Rewrite everything from the line containing "dark background, one" down to the last line of the records, requests included, shifting every point coordinate in the answers up by 81.

• [Input material]:
╔══

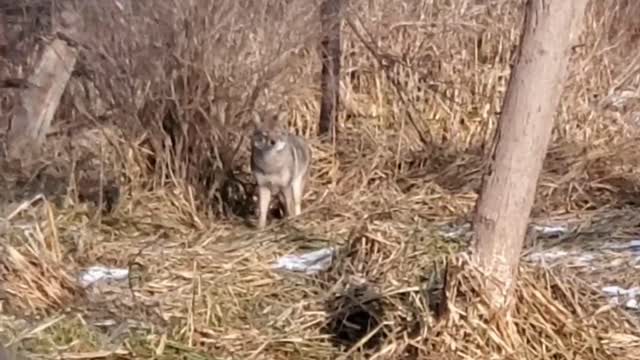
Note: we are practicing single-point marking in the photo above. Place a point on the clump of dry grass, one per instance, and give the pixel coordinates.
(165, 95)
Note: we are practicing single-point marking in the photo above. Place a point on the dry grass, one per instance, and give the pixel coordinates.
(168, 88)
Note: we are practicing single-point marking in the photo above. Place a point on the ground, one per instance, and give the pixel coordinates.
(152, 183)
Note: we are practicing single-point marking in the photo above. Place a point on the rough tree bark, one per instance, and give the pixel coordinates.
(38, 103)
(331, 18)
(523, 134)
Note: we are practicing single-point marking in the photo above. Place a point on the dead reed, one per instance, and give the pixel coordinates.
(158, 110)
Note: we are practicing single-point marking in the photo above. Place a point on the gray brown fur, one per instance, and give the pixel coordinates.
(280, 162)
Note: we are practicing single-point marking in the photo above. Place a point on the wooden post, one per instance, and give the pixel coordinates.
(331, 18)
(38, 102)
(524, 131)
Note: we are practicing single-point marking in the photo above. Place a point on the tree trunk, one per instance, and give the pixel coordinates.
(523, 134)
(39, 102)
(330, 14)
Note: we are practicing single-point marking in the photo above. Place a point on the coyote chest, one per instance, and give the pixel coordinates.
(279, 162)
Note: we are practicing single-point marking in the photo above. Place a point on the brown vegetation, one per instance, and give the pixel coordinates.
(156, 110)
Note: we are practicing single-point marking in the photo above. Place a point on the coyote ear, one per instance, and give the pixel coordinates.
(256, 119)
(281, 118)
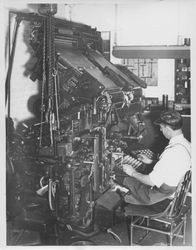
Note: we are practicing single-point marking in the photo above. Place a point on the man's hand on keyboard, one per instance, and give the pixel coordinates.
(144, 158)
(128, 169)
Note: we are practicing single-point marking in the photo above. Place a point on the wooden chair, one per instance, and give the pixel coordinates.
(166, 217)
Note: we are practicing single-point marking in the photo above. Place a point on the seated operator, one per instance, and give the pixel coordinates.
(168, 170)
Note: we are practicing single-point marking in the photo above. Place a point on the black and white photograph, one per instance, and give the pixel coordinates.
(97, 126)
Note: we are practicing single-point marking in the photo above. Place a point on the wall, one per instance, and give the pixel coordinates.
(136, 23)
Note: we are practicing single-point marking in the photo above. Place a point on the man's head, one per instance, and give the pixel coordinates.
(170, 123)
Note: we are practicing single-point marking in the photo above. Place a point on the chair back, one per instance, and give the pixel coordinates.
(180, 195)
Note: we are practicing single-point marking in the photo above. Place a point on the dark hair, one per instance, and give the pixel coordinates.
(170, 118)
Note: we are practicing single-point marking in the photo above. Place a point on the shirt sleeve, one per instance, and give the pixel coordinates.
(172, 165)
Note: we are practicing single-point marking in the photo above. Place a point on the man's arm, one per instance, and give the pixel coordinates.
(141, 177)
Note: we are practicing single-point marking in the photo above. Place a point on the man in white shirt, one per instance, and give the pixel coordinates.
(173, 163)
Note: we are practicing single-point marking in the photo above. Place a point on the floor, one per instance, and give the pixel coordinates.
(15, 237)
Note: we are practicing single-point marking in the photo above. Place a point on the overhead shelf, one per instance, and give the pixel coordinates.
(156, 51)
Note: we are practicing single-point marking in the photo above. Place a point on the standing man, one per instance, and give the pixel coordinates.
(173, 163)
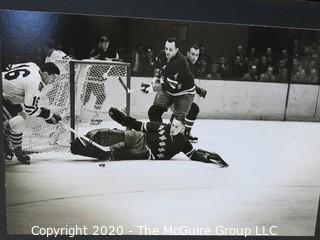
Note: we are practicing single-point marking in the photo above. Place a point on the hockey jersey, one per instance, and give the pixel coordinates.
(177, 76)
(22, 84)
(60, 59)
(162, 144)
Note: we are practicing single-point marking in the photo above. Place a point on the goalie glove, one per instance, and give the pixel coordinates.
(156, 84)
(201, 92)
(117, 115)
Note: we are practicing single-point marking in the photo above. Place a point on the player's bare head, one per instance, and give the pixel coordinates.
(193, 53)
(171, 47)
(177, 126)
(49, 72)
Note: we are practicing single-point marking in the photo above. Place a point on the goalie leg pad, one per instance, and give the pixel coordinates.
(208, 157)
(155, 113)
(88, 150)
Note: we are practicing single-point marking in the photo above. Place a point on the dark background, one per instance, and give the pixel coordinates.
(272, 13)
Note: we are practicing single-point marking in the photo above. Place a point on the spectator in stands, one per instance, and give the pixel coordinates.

╚══

• [Complete answer]:
Note: we are practicing single-point marking in the photo above. Place a point on the dark background, one per instance, and give the pixel coordinates.
(353, 94)
Note: we are practicing single-point marking in the photo above. Place a point on the spectator in stands, one per instance, and give the pixel coordinates.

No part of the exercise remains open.